#### [Quoted text]
§

Collecting The word ceramics is a broad term, generally construed to include earthenware, porcelain, and similar materials that are products of the potter's kiln. Crude pottery was shaped by prehistoric man, who used the sun's rays to dry its softness into a hard form. Later, he learned to bake the clay at higher temperatures to make it yet more durable and give it a degree of permanency.

Still later, the Chinese and the Egyptians more or less simultaneously learned to glaze their pottery, giving it added strength and beauty. History-haunted pieces of early Chinese and Egyptian manufacture are today beyond the reach of the average collector, but they can be seen displayed in the art museums. It was not until the latter part of the seventeenth century that pottery-making became widespread in Europe, although the Italians were producing excellent majolica pieces during the fifteenth century.

§

#### [Supplied information]
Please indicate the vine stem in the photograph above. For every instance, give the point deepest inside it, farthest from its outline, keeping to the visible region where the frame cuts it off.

§

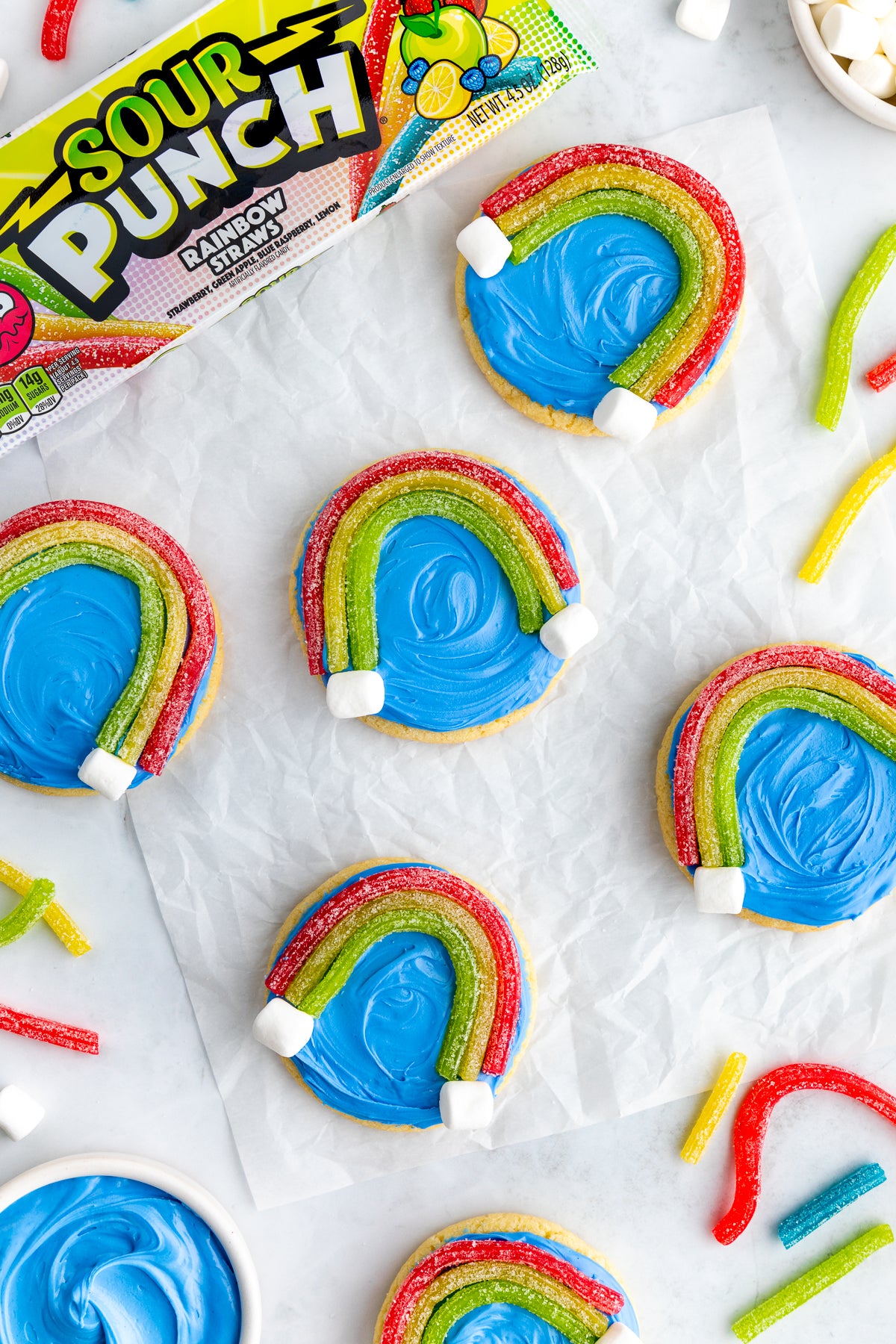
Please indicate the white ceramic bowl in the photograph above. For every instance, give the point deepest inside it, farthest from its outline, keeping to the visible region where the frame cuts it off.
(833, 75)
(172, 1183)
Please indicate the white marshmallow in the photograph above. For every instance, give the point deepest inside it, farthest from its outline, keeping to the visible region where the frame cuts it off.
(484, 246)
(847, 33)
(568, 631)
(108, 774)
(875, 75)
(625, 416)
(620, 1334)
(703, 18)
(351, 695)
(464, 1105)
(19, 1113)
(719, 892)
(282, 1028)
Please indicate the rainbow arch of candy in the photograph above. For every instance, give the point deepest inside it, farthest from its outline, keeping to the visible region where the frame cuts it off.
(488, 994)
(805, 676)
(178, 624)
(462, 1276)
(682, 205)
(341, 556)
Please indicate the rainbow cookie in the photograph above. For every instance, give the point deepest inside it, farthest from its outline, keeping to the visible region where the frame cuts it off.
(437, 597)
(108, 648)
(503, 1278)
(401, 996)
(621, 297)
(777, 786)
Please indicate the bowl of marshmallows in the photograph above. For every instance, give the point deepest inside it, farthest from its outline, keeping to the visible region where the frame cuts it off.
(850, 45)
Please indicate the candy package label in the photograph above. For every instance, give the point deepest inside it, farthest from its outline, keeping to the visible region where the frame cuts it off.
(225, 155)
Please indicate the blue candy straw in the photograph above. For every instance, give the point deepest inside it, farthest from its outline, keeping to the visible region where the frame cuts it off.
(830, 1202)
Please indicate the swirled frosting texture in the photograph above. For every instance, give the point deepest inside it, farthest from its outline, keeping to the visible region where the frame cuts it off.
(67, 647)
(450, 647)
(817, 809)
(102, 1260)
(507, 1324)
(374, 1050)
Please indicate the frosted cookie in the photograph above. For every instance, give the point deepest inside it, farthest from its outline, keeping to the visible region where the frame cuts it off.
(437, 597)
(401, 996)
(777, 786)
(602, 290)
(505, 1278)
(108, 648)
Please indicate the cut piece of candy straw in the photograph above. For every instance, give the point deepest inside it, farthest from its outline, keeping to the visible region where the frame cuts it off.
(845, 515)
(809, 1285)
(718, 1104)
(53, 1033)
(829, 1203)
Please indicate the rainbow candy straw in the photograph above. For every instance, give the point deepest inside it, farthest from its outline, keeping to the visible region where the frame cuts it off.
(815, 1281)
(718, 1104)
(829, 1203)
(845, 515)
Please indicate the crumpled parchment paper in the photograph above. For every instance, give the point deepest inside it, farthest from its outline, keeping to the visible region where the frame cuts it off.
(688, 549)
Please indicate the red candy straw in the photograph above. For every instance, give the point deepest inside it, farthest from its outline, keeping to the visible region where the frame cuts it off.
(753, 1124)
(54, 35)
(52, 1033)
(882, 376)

§

#### [Task requirements]
1: Answer these from the passage on ceramics, one line each:
(a) What did prehistoric man use to dry his pottery into a hard form?
(b) Which two peoples learned to glaze their pottery at about the same time?
(c) In which century were the Italians producing excellent majolica pieces?
2: Carry the passage on ceramics forward with the next paragraph, beginning right after its closing sentence.

#### [Outputs in order]
1:
(a) The sun's rays.
(b) The Chinese and the Egyptians.
(c) The fifteenth century.

2:
Pottery costs you whatever you want to pay for it. Prices range from cheap to prohibitively expensive. The small china doll you may have picked up at Woolworth's, for instance, is an inexpensive ceramic, but a ceramic nevertheless. For a ceramic is any product of baked clay—porcelain, earthenware, gres (similar to porcelain, but not translucent), and majolica, which is also spelled maiolica. Early European ceramics are sufficiently scarce to be too costly for the average person. However, Europe is producing exquisite ceramics today, both decorative and useful. While not cheap in the dime-store sense, the cost of the smaller items is well within the collector's reach.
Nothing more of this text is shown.